_DATA PROVIDED_:

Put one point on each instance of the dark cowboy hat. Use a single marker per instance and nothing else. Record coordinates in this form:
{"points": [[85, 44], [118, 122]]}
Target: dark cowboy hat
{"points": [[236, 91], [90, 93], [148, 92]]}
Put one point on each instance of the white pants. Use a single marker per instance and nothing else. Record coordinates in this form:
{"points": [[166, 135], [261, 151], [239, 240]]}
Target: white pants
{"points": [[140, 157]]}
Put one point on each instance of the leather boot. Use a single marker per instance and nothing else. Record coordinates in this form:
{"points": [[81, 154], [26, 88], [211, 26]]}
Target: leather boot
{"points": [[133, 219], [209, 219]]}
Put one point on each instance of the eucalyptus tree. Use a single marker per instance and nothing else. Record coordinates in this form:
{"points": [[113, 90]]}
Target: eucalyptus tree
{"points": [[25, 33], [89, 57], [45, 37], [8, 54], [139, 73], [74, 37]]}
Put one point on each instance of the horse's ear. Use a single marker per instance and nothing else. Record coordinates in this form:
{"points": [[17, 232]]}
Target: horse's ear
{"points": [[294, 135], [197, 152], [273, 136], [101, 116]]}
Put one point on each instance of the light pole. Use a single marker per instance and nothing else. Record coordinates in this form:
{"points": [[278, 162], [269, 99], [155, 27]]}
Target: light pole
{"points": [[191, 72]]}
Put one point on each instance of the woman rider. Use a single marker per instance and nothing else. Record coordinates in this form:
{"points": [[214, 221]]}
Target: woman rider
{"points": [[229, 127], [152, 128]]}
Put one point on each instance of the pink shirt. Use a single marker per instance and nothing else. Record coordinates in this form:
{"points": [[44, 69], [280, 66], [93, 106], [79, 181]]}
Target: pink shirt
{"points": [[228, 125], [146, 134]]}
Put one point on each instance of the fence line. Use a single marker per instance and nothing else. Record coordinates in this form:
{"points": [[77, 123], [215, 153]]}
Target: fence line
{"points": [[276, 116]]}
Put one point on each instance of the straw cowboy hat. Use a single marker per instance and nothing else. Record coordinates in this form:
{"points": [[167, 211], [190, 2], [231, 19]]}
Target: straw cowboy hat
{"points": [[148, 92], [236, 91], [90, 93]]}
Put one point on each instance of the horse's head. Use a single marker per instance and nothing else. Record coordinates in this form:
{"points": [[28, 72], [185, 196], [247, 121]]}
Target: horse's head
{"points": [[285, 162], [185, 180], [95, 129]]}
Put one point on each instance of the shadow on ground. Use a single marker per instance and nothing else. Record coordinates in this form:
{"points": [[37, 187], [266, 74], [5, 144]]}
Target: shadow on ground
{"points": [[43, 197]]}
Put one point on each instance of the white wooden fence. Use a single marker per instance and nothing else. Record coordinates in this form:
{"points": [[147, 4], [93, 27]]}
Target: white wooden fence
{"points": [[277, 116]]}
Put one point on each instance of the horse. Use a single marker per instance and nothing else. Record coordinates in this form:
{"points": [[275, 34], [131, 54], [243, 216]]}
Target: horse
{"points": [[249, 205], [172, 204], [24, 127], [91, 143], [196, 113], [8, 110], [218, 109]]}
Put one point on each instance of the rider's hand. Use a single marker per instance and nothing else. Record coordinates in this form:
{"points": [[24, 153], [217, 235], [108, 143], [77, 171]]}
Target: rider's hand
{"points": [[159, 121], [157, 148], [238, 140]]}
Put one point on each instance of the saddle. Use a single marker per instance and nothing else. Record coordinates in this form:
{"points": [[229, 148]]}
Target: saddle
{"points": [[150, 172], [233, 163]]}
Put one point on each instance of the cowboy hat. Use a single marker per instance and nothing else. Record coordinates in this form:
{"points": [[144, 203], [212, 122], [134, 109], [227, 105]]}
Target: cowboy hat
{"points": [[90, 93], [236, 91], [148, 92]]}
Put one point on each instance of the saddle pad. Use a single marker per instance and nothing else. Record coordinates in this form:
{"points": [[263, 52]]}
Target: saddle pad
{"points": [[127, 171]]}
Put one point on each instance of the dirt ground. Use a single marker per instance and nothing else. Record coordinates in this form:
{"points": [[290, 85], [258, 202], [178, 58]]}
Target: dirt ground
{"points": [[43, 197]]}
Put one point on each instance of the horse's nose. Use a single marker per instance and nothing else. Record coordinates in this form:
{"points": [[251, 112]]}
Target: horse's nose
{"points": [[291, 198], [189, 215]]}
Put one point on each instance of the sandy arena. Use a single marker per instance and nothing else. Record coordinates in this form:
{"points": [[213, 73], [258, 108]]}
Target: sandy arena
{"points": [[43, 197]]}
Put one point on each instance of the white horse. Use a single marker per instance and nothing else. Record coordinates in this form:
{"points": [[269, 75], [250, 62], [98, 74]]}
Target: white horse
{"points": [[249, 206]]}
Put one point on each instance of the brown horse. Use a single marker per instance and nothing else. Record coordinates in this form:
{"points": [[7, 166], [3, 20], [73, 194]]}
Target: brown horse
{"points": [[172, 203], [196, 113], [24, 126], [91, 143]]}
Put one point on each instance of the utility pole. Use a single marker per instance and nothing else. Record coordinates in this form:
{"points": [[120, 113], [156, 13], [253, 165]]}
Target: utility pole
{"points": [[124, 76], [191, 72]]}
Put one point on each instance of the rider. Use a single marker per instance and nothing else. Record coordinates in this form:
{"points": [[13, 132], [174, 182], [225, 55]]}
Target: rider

_STATED GOAL_:
Begin with the line that contains "Put one point on each instance of the brown" and set down each line exactly until the records above end, including the final line.

_REPLY TO THE EXERCISE_:
Put one point on each instance of the brown horse. Use a single marker per instance and nothing else. Record coordinates in this form:
{"points": [[7, 166], [3, 20], [73, 194]]}
Target: brown horse
{"points": [[172, 203], [196, 113], [24, 126], [91, 143]]}
Put one point on each instance of the utility pole. Use a single marker per instance and nothing else. Record coordinates in this form:
{"points": [[120, 113], [156, 13], [253, 165]]}
Target: utility pole
{"points": [[124, 76], [191, 72]]}
Put one point on each instance of the rider. Use a single marker per instance and nothing else. Record coordinates in this form:
{"points": [[13, 132], [174, 182], [225, 55]]}
Target: rider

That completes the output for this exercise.